◆ WHAT TO WORK ON ◆
Count the lines in the records that contain the word "segment" and give only the number.

◆ EXTRACTED DATA ◆

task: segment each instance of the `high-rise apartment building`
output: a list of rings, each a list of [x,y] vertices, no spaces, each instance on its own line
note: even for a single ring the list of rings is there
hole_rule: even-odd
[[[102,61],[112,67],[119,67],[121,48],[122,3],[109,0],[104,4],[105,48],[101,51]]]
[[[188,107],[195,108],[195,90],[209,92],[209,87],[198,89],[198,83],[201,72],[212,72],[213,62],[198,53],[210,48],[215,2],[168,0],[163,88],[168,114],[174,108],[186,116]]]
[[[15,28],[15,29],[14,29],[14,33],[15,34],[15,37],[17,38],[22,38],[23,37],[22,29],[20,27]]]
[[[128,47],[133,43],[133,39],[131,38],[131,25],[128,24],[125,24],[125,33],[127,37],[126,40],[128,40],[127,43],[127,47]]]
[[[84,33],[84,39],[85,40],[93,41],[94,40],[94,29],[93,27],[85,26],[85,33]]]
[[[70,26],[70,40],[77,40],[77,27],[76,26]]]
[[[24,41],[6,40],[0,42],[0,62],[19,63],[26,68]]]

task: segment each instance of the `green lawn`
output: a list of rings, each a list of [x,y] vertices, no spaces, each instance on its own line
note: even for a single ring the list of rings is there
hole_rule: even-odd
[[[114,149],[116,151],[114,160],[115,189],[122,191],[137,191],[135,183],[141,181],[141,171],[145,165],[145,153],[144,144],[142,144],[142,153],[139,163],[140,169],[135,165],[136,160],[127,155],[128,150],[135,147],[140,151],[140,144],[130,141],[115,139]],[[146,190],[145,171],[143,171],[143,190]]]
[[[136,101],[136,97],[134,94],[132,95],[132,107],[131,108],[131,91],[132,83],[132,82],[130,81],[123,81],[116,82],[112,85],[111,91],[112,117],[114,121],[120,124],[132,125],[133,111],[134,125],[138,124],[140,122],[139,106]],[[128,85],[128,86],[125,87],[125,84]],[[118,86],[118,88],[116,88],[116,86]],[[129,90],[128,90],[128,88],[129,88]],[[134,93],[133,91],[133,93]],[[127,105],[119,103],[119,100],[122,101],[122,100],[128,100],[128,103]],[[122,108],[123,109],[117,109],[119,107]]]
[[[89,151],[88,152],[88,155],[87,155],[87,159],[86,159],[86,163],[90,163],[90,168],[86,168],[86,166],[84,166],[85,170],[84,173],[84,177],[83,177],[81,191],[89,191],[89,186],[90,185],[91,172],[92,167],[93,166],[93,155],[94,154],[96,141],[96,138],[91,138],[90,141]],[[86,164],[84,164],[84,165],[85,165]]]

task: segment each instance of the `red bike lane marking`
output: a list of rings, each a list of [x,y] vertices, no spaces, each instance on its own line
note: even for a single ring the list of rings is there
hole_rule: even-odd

◆ WRITTEN ANSWER ◆
3